_Compiti da svolgere:_
**a)** Nel testo sulla moda d'avanguardia, come chiamava Rodčenko le tute che creava?
**b)** Prosegui il testo sulla moda d'avanguardia a partire dal punto in cui si interrompe.

_Testo:_
#####

Con i produttivisti, il primo nucleo di
artisti del movimento del
Costruttivismo (Конструктиви́зм),
Rodčenko cercò di incorporare il design
nella vita quotidiana nella nuova
società, creando tute che chiamava
“abbigliamento da produzione”. Ha anche
creato disegni tessili che incorporano
motivi geometrici e guilloché
intrecciati, che si ripetono con un moto
ondulatorio.
Le donne ebbero un ruolo importante
nella storia della moda durante i primi
anni del socialismo russo,
contrassegnati da ideali utopici, che
hanno fortemente influenzato le designer
dell’epoca. Ricordiamo Ljubov’ Popova
(Любовь Сергеевна Попова, 1889-1924),
appartenente al movimento artistico del
Costruttivismo, che oltre ad aver
dipinto molti quadri, ideò tessuti,
costumi teatrali e capi d’abbigliamento.
I motivi più ricorrenti nella sua
produzione erano grandi quadrati di
tessuto, ripetuti in un semplice schema,
che riproducevano l’estetica del
Costruttivismo. Secondo i dettami di
questa corrente artistica,
l’abbigliamento come forma d’arte
avrebbe dovuto avere un impatto diretto
sulle masse (Cole & Deihl, 2015).
3
2
Tre modelli di Ljubov’ Popova, 1923-1924
Tra le pittrici e che si cimentarono nel
fashion design va annoverata
anche la moglie di Rodčenko, Varvara
Stepanova (Варва́ра Фёдоровна Степа́нова,
1894-1958), che aveva nella creazione di
moda un approccio simile a quello di
Coco Chanel, si preoccupò principalmente
dell’armonia tra struttura e forma
nell’ideazione dei suoi capi,
giustapponendo i valori rivoluzionari
alla tradizione estetica di stampo
occidentale che aveva caratterizzato la
moda fino ad allora in Russia. Come
Popova, la consorte di Rodčenko aveva
privilegiato dal 1921 la creazione di
abbigliamento utilitaristico e design
tessile (English, 2013).
2
Обложка журнала «Леф» № 2 (6) за 1924
год
Prima ancora dei Costruttivisti russi,
il futurista Giacomo Balla era
convinto che il vestito fosse in grado
influenzare la psiche di chi lo indossa.
Nel manifesto che pubblica il 20 maggio
del 1914 dal titolo Le vêtement
masculin futuriste. Manifeste
utilizza le sue creazioni per rendere le
persone più allegre e gli abiti più
fantasiosi; teorizza anche il Vestito
Trasformabile, un abito che si può
trasformare attraverso l’applicazione di
stoffe di forme e colori diversi, con
bottoni pneumatici. Il pittore descrive
questa nuovo abito maschile come:
“Dinamico, aggressivo, urtante,
volitivo, violento, volante, agilizzante,
gioioso, illuminante, fosforescente”.
3 Disegni e studi pubblicati nel
Manifesto di Giacomo Balla del 1814
Nella seconda edizione pubblicata in
lingua italiana ampliata dell’11
settembre 1914 con il titolo Il
vestito antineutrale. Manifesto
futurista in cui la spinta
interventista per entrare nel conflitto
mondiale da parte dei Futuristi si fa
più pressante, Balla immaginava che i
vestiti potessero essere usati per
preparare psicologicamente gli uomini
alla guerra.

#####

(Elementi provenienti da una fonte di dati)
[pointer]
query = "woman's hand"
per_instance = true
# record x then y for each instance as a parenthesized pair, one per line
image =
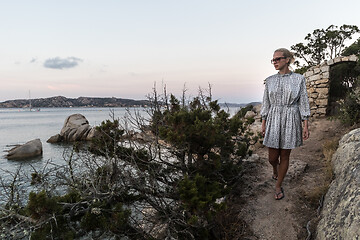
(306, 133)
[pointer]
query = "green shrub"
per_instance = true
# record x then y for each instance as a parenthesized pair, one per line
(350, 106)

#####

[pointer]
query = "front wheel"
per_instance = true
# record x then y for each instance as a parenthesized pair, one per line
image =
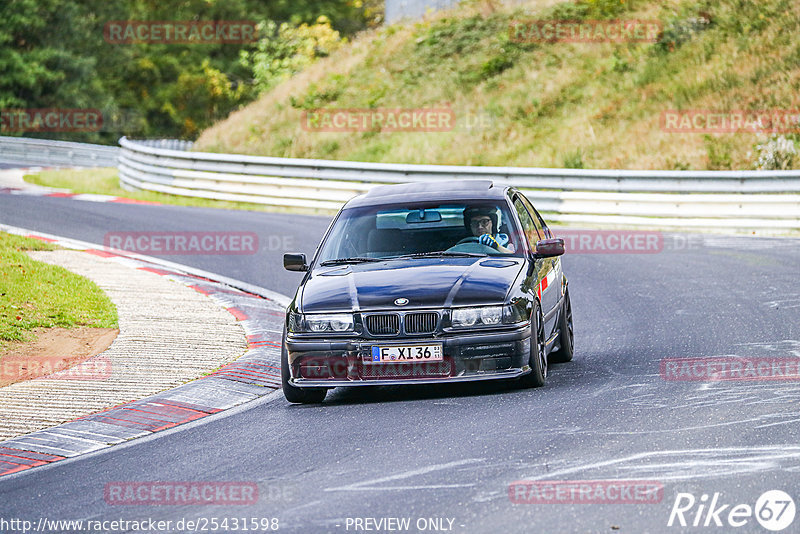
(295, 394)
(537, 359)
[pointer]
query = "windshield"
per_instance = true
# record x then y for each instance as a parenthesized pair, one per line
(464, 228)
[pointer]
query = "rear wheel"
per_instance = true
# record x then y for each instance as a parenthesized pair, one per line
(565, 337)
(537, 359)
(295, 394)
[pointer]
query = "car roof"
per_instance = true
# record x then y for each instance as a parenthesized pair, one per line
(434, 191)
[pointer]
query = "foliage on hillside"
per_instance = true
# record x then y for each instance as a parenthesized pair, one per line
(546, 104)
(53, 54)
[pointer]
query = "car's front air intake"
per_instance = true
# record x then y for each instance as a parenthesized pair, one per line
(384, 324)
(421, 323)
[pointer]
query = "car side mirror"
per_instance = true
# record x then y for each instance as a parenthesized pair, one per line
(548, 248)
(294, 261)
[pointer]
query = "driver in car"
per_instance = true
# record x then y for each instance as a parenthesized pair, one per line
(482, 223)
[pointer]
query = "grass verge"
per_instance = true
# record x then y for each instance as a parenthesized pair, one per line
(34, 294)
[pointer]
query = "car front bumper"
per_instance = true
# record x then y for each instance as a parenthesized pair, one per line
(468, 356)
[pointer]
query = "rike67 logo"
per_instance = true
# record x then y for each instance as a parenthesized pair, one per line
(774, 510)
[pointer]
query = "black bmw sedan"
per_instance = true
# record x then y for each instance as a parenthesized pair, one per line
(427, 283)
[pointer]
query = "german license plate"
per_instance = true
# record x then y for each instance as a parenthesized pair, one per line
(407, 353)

#####

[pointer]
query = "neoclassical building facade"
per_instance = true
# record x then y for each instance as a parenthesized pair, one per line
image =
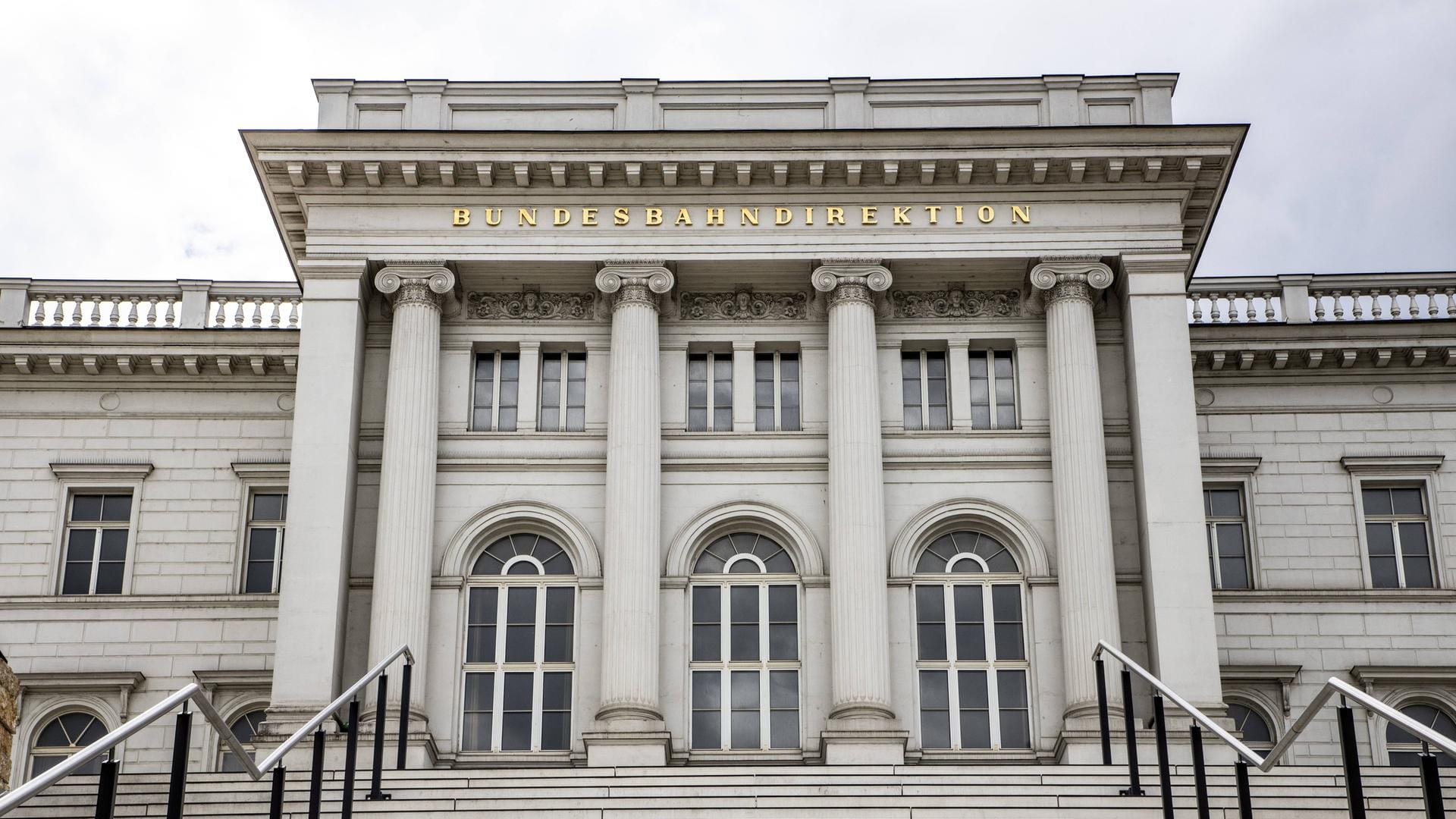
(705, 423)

#####

_Insieme delle risposte:_
**a)** Le chiamava "abbigliamento da produzione".

**b)**
2
Prima pagina del Manifesto del dicembre
1914
2
Seconda pagina del Manifesto del
dicembre 1914
Nonostante all’inizio degli anni Venti
la produzione industriale in Unione
Sovietica fosse a un terzo dei livelli
prebellici, anche causa della grave
situazione economica dovuta al conflitto
mondiale, alla rivoluzione e alla guerra
civile che ne era seguita, la creazione
di un modello standardizzato fu
facilitata, perché artisti come
Stepanova utilizzavano tecniche e
strumenti semplici per la progettazione,
come un compasso e un righello per
realizzare modelli bicolori basati su
forme quali cerchio, triangolo e
rettangolo.
“This form of reductionist,
formalistic art reflected the universal
rhythms found not only in the organics
of nature, but also in the systematic
workings of well-oiled machines”
(English, 2013, p. 50-51).
Popova e Stepanova introdussero il
concetto di прозодежда,
abbigliamento in serie, di
спецодежда, abbigliamento
specializzato che designava vestiti
protettivi necessari ai chirurghi, ai
piloti, ai vigili del fuoco, ai
lavoratori delle fabbriche chimiche o
agli esploratori artici.
Sebbene l’idea di un abito specializzato
fosse già stata sviluppata da Henry
van de Velde (1863-1957), che
parlava della necessità di diversi tipi
di abiti specifici per andare in
bicicletta, guidare l’auto o lavorare in
fabbrica, la prozodezhda si
distingueva per il suo anti-estetismo.
L’elemento decisivo nel suo design non
era la dimensione estetica, quindi, ma
il suo impatto sociale. Per sottolineare
l’aspetto funzionale e razionale
dell’abito “specializzato” Popova e
Stepanova, come fecero più tardi altri
designer, utilizzarono dettagli
costruttivi e funzionali come tasche,
cinture e chiusure.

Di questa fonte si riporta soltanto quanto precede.